Quoted passage:
______

“2312”, by Kim Stanley Robinson – A Review by Valentin D.Ivanov (Bulgaria)

The novel 2312 attracted my attention because of the reviews that pointed it as a rare example of a positive future. I don’t know if the previous reviewers intentionally avoided the word Utopian, we live in the age when the horror and dystopian books sell better than anything (may be, except for the multi-volume fantasy sagas) and movies, and branding the book as positivist may do it a disservice.

Not for me, though. Growing up on a hefty diet of Eastern European pre-changes SciFi diet, and becoming later a devoted fan of TNG fan, I often found myself in search of more humane and humanistic futures, where the conflict is between the good and the better, and the mysteries of the Universe are the enemy of the protagonist, and not an evil fellow human being. The Culture with its moral imperative to do good, is dear to my hearth, and indeed, I found some parallels between the ideas of the late Banks and Robinson.

The following is a mild spoiler – most of the information I will reveal becomes apparent to the readier in the first few chapters.

______

Records shown:
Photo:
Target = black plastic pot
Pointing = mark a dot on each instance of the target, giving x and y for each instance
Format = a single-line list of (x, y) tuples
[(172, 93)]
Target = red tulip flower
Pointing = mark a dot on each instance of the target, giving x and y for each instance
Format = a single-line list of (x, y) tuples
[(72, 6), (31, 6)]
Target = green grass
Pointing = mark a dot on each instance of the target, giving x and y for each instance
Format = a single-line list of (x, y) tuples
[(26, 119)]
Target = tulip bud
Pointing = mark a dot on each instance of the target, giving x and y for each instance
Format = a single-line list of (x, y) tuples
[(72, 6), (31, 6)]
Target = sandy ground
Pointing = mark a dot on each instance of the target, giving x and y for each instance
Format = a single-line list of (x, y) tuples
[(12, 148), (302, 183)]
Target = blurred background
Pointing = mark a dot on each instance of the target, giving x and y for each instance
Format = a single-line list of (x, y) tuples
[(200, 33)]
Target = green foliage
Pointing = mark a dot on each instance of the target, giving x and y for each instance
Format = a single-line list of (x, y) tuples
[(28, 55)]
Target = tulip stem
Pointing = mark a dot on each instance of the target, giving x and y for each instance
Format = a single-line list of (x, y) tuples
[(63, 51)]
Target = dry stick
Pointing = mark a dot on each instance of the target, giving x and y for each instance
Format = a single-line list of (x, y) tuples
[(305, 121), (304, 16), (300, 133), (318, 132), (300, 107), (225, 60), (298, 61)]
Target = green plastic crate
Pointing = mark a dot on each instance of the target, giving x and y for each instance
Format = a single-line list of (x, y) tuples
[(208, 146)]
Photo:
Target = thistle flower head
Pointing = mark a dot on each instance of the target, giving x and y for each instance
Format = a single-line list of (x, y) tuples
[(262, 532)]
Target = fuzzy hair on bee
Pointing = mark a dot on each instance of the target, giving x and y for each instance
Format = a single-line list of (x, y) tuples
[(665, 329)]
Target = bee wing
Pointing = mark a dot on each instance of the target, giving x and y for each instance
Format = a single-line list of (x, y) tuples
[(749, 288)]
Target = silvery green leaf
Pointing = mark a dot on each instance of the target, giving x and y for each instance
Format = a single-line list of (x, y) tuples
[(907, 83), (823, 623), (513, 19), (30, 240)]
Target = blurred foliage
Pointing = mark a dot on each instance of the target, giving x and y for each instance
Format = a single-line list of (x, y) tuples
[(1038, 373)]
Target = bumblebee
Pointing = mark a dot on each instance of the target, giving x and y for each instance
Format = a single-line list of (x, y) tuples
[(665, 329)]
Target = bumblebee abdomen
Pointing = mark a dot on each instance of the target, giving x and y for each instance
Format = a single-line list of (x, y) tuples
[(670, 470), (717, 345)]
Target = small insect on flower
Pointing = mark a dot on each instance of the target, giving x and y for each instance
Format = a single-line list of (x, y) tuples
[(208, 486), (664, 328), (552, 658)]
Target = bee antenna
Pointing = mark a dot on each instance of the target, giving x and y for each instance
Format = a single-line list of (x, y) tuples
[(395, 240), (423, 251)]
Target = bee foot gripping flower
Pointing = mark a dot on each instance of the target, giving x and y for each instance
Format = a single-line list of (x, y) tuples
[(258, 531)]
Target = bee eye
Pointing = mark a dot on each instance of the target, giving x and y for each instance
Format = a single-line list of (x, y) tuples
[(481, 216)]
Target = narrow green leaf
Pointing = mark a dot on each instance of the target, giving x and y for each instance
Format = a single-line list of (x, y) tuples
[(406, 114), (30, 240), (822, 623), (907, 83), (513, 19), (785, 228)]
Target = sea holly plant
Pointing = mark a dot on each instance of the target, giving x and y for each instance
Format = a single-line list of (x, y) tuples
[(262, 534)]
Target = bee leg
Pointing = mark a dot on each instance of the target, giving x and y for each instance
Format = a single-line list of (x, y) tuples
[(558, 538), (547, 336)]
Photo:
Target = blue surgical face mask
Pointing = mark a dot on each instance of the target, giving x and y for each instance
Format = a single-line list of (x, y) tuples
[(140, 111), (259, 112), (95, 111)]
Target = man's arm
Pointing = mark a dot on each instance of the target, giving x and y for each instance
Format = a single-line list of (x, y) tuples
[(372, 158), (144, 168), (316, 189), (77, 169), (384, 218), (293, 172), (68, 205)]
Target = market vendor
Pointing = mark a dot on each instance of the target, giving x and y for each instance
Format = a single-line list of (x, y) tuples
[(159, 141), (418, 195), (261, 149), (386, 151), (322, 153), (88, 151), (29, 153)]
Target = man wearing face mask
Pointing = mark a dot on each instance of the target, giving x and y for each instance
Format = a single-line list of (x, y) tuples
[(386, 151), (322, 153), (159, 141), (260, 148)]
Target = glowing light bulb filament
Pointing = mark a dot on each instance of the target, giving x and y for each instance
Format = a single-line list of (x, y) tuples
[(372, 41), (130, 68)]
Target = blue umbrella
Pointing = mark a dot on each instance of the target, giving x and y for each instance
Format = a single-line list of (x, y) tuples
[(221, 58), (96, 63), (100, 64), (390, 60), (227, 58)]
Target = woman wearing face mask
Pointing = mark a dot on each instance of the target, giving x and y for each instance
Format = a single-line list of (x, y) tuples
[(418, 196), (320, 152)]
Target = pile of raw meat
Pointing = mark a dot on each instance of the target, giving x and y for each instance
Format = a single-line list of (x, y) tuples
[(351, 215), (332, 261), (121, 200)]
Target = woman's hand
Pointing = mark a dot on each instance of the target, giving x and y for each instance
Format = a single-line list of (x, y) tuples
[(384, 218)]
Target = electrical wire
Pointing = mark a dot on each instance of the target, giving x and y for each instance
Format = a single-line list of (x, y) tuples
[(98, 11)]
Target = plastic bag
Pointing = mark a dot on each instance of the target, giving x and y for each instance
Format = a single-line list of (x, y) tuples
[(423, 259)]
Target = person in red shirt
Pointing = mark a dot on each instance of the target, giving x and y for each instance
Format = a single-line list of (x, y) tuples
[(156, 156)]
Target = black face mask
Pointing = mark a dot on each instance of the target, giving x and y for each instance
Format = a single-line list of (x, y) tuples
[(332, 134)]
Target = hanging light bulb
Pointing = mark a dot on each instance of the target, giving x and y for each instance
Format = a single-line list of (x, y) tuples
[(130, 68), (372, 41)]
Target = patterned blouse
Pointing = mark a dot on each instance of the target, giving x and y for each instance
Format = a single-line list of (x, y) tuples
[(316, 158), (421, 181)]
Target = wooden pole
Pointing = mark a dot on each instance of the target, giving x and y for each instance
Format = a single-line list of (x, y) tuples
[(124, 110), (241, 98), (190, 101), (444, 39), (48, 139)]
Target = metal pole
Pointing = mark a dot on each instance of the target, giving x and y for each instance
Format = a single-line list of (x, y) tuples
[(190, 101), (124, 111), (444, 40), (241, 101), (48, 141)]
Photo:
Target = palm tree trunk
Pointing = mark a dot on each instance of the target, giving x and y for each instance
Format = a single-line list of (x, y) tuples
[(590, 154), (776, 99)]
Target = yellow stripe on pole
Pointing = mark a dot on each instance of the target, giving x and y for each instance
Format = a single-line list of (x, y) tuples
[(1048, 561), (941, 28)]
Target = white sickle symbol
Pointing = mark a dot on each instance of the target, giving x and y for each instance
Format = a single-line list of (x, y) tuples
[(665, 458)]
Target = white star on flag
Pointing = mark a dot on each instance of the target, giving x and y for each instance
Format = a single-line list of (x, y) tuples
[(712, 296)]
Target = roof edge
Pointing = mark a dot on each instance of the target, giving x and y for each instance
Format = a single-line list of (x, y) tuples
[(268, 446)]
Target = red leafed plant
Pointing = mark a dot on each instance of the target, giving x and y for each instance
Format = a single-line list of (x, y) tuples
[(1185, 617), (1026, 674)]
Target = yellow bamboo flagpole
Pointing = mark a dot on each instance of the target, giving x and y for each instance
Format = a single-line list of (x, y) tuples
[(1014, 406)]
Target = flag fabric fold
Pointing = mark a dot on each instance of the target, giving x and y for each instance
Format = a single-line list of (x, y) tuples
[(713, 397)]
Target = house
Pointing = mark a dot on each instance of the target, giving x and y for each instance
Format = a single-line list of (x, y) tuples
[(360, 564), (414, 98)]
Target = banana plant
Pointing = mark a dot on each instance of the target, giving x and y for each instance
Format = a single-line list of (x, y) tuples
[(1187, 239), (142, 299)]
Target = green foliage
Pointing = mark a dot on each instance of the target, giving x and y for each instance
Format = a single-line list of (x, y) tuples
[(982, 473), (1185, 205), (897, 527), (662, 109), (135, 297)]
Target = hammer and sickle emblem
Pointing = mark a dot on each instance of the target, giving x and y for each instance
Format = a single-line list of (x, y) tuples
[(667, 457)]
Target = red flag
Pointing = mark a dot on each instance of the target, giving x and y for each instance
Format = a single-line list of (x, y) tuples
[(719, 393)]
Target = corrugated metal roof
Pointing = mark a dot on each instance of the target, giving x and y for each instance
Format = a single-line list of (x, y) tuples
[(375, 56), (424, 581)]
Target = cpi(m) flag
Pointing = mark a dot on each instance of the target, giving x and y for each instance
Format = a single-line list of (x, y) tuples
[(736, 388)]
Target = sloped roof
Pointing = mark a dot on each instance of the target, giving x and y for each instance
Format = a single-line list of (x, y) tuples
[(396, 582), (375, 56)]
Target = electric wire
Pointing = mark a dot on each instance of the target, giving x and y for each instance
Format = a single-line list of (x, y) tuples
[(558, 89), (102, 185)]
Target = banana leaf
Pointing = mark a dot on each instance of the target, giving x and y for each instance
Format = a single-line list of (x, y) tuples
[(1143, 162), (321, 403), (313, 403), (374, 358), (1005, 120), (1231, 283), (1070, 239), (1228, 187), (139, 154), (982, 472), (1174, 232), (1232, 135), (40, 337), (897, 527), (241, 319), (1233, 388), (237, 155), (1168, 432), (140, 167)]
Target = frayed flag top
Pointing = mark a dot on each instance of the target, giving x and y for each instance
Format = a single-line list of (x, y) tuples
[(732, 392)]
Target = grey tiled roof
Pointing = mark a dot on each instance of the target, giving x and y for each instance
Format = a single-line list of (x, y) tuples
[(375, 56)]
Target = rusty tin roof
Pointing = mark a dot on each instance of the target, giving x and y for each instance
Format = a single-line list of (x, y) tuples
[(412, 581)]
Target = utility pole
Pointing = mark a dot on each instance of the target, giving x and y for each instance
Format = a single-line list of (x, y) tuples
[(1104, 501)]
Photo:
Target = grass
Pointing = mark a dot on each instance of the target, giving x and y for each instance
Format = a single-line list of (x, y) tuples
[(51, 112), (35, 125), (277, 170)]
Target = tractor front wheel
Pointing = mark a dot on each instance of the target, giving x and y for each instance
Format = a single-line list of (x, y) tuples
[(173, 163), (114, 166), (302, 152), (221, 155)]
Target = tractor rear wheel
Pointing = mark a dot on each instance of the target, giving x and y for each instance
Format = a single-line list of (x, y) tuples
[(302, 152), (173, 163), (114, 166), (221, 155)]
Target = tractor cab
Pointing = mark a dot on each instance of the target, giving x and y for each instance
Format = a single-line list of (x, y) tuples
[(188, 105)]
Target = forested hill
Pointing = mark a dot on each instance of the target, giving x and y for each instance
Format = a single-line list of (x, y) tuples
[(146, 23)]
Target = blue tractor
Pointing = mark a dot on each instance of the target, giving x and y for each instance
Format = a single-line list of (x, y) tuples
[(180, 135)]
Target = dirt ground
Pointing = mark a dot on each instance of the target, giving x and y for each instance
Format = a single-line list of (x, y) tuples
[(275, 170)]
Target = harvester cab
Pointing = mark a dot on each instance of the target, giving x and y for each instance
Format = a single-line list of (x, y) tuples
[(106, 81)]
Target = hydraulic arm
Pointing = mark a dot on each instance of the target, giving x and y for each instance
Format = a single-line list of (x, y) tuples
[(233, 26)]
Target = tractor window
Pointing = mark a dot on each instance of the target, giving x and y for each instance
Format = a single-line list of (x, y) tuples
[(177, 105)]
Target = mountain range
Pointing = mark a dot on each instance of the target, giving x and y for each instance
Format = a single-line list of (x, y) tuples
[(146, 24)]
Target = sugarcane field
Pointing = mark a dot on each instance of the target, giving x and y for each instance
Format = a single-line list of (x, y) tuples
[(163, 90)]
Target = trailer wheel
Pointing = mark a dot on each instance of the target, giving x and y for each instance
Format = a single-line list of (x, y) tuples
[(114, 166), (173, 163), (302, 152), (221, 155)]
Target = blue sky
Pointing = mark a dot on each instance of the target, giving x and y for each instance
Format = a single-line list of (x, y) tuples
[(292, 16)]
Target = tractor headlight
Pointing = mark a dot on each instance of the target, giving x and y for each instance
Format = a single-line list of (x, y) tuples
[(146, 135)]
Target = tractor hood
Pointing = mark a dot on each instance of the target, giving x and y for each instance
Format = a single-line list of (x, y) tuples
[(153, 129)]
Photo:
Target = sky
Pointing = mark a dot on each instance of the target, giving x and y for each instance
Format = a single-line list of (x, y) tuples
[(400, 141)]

______

Set tasks:
- a) Can you copy the entries, beginning at the line that contains "Target = blue sky" and stopping after the final line of the entries?
- b) Could you write what follows next in the review of the novel 2312?
The review and the entries have nothing to do with each other.

The responses:
- a)
Target = blue sky
Pointing = mark a dot on each instance of the target, giving x and y for each instance
Format = a single-line list of (x, y) tuples
[(292, 16)]
Target = tractor headlight
Pointing = mark a dot on each instance of the target, giving x and y for each instance
Format = a single-line list of (x, y) tuples
[(146, 135)]
Target = tractor hood
Pointing = mark a dot on each instance of the target, giving x and y for each instance
Format = a single-line list of (x, y) tuples
[(153, 129)]
Photo:
Target = sky
Pointing = mark a dot on each instance of the target, giving x and y for each instance
Format = a single-line list of (x, y) tuples
[(400, 141)]

- b)
Formally, 2312 is a XIV century romance – mystery cross-over. The reader follows two main characters, Swan and Wahram on a quest across the Solar system to save the humanity. The stars are still too far, but people already live everywhere – from the new asteroid family discovered within the orbit of Mercury, to the trans-Neptunean objects. Venus and Mars are in advanced stages of terraforming. A countless number of hollowed out asteroids are turned into terraria where various ecosystems – modeled after the natural or completely artificial – thrive. Technological advances have made the travel between planets short, have brought long and healthy lifespans, and allowed for various body modifications. The latter made possible some gender experiments that Robinson waves into the story, following the Ursula Le Guin’s tropes from her famous novel The Left Hand of Darkness. However, the society has not progressed much beyond the modern day, and the sensibilities of the people are pretty much present-day. In this respect, it is interesting to compare 2312 with the semi-organized/semi-anarchistic nature of the outer colonies in the Quiet war series by Paul McCauley (that, at least in the book, ultimately loose the war against the Earth-based totalitarian empire, I should add).

In contrast with the rest of the Solar system, the Earth of 2312 is in shambles (but not as bad as in the Baccigalui’s Shipbreaker), suffering the consequences of global warming. The only improvement we find is that the dirty streets of New York have turned into channels filled with clear ocean water, making the city a new (and better) version of Venice.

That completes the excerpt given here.